▶ _Required work_
Convert every line of the records below into a numbered list, dropping any blank lines.

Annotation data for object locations
____________________

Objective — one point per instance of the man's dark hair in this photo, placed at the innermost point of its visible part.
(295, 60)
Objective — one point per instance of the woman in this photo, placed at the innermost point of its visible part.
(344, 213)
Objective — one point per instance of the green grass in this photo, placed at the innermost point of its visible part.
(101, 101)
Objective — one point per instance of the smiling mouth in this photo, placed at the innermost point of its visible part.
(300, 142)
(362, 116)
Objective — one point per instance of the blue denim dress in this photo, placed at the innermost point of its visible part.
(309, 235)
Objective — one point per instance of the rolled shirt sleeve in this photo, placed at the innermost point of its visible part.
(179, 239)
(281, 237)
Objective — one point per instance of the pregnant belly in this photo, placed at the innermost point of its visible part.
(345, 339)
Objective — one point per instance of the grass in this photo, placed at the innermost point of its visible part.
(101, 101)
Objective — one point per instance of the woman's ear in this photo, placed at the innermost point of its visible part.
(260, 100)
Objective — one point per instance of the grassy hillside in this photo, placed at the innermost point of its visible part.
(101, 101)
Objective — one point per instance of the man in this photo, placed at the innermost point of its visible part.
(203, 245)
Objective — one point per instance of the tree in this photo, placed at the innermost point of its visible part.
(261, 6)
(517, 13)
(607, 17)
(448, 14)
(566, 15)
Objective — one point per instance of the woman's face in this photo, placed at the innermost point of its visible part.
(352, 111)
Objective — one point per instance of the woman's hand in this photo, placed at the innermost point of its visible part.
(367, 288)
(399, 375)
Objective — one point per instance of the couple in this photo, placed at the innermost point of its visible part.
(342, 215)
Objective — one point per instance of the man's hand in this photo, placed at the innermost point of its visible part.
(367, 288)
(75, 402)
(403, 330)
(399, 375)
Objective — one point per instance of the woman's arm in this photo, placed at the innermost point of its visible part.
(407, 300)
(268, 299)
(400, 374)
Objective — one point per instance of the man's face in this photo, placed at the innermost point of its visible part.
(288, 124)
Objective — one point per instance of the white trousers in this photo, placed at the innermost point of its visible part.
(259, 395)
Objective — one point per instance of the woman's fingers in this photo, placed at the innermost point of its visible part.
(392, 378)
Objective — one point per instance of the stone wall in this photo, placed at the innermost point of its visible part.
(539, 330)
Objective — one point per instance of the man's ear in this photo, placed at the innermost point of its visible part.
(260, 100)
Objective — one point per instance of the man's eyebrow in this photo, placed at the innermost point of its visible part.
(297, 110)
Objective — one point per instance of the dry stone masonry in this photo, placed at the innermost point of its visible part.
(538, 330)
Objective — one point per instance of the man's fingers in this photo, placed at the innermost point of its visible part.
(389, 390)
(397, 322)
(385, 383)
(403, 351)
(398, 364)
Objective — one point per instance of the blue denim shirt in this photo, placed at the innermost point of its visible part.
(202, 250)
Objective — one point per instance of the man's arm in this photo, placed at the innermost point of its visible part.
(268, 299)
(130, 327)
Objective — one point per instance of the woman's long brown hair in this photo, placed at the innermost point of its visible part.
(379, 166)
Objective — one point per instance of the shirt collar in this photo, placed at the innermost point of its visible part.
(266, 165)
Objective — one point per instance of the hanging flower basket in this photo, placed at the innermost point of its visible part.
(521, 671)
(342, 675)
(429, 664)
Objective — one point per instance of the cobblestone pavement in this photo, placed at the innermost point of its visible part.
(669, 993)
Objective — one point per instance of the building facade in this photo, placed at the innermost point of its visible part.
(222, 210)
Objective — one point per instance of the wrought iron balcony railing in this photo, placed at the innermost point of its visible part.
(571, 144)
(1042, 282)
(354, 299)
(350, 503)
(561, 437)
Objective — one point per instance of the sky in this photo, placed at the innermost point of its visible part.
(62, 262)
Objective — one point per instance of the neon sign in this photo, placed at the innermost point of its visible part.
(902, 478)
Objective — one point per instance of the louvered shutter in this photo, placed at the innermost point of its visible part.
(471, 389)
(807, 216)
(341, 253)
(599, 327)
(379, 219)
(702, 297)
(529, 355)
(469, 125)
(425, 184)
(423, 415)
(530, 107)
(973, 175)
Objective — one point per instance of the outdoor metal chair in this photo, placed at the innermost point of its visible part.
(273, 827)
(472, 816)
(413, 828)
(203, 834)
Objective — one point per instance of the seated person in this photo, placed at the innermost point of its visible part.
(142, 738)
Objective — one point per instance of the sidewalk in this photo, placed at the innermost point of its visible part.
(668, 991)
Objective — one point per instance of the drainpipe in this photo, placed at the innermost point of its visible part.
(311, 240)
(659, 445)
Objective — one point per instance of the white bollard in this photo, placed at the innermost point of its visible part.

____________________

▶ _Solution to this exercise_
1. Objective — one point per instance of the man's dark hair in this photo, placed at the innermost point of its visible part.
2. (295, 60)
3. Objective — one point per instance of the woman in this photo, placed at the innermost point of its visible part.
4. (344, 213)
5. Objective — one point per instance of the green grass in this photo, placed at the innermost point of its visible part.
6. (101, 101)
7. Objective — one point per instance of the smiling mouth in this photo, placed at the innermost point of its visible part.
8. (300, 142)
9. (362, 116)
10. Objective — one point per instance of the blue denim dress in this photo, placed at the innermost point of its visible part.
11. (309, 235)
12. Objective — one point per instance of the rolled shirt sleeve in this photo, placed at the innermost point of its visible part.
13. (179, 239)
14. (281, 237)
15. Objective — one point per instance of the pregnant belly in this photo, placed at the innermost point of its visible part.
16. (345, 339)
17. Objective — one point per instance of the grass in this photo, placed at the innermost point of its visible part.
18. (101, 101)
19. Objective — one point per instance of the woman's ear in this photo, placed at the innermost point of its visible part.
20. (260, 100)
21. Objective — one point per instance of the grassy hillside in this photo, placed at the innermost point of its visible part.
22. (101, 101)
23. Objective — one point per instance of the man in this photo, placed at the innermost point of its visible part.
24. (203, 245)
25. Objective — one point per instance of the tree in this photo, placed at the innermost point of its visible part.
26. (261, 6)
27. (517, 13)
28. (607, 17)
29. (448, 14)
30. (566, 15)
31. Objective — one point per instance of the woman's face in this photo, placed at the innermost point of its visible part.
32. (352, 111)
33. Objective — one point per instance of the woman's hand in this photo, placed at the innermost point of its visible part.
34. (367, 288)
35. (399, 375)
36. Objective — one point per instance of the couple in this photo, placed at the innermost point of its visible part.
37. (342, 215)
38. Objective — one point per instance of the man's hand in this photo, placed at the innermost point of its visible part.
39. (367, 288)
40. (75, 402)
41. (403, 330)
42. (399, 375)
43. Objective — one point per instance of the woman's arm in this photo, placed at the innermost point of its visible part.
44. (407, 300)
45. (268, 299)
46. (400, 374)
47. Objective — one point per instance of the man's face in this photo, placed at the innermost point of its visible part.
48. (288, 124)
49. Objective — one point per instance of the white trousers in this photo, placed at the innermost point of its visible part.
50. (259, 395)
51. Objective — one point per instance of the woman's fingers in this photo, placed at the innermost point of its visible part.
52. (392, 378)
53. Objective — one point per instance of the stone wall in this photo, placed at the innermost point of its visible part.
54. (539, 330)
55. Objective — one point per instance of the man's ear in this photo, placed at the innermost point of its visible part.
56. (260, 100)
57. Objective — one point per instance of the man's eyebrow in this photo, placed at the innermost point of its visible part.
58. (297, 110)
59. Objective — one point per instance of the dry stone masonry in this photo, placed at the innermost point of its visible part.
60. (538, 330)
61. Objective — one point per instance of the man's fingers in this photo, placed at the innermost point of its visible part.
62. (389, 390)
63. (397, 322)
64. (385, 383)
65. (403, 351)
66. (398, 364)
67. Objective — one point per instance of the blue denim shirt in this photo, placed at the innermost point of its visible part.
68. (202, 250)
69. Objective — one point per instance of the man's arm in this photo, placed at the innermost point of its visible part.
70. (268, 299)
71. (130, 327)
72. Objective — one point per instance of the woman's long brown hair in this photo, placed at the innermost point of its visible part.
73. (379, 166)
74. Objective — one point per instance of the shirt collar in this photo, placed at the innermost point of its visible part.
75. (266, 165)
76. Objective — one point per instance of the hanging flower basket in this photo, placed at the innermost point of its visible part.
77. (521, 671)
78. (342, 675)
79. (429, 664)
80. Objective — one point per instance of the cobblestone pavement in this photo, placed at the innermost point of its visible part.
81. (669, 993)
82. Objective — one point per instance of the building facade in this photo, placed at the innermost point of its visible part.
83. (222, 210)
84. Objective — one point per instance of the wrought iron balcony railing in this photo, placed at the innermost point of its visible part.
85. (571, 144)
86. (1042, 282)
87. (354, 299)
88. (350, 503)
89. (561, 437)
90. Objective — one point per instance of the sky in this photo, placed at the innermost point of its visible part.
91. (62, 262)
92. Objective — one point per instance of the neon sign in this photo, placed at the innermost point of its visible part.
93. (902, 478)
94. Objective — one point per instance of the louvered shutter in this photo, placed at the innermost point of its visible part.
95. (471, 389)
96. (807, 216)
97. (341, 253)
98. (599, 327)
99. (379, 219)
100. (702, 297)
101. (529, 355)
102. (469, 125)
103. (425, 184)
104. (423, 415)
105. (530, 107)
106. (973, 175)
107. Objective — one point per instance of the outdoor metal chair in this photo, placed at the innermost point of its visible part.
108. (273, 827)
109. (472, 816)
110. (413, 828)
111. (203, 834)
112. Objective — one point per instance of the seated person in this photo, placed at the innermost point of its visible part.
113. (142, 738)
114. Objective — one point per instance of the sidewalk in this photo, placed at the innermost point of its visible part.
115. (668, 991)
116. Objective — one point per instance of the drainpipe in this photo, placed at the innermost point of its visible part.
117. (311, 240)
118. (659, 445)
119. Objective — one point per instance of the white bollard in this photo, placed at the innermost point of its visible part.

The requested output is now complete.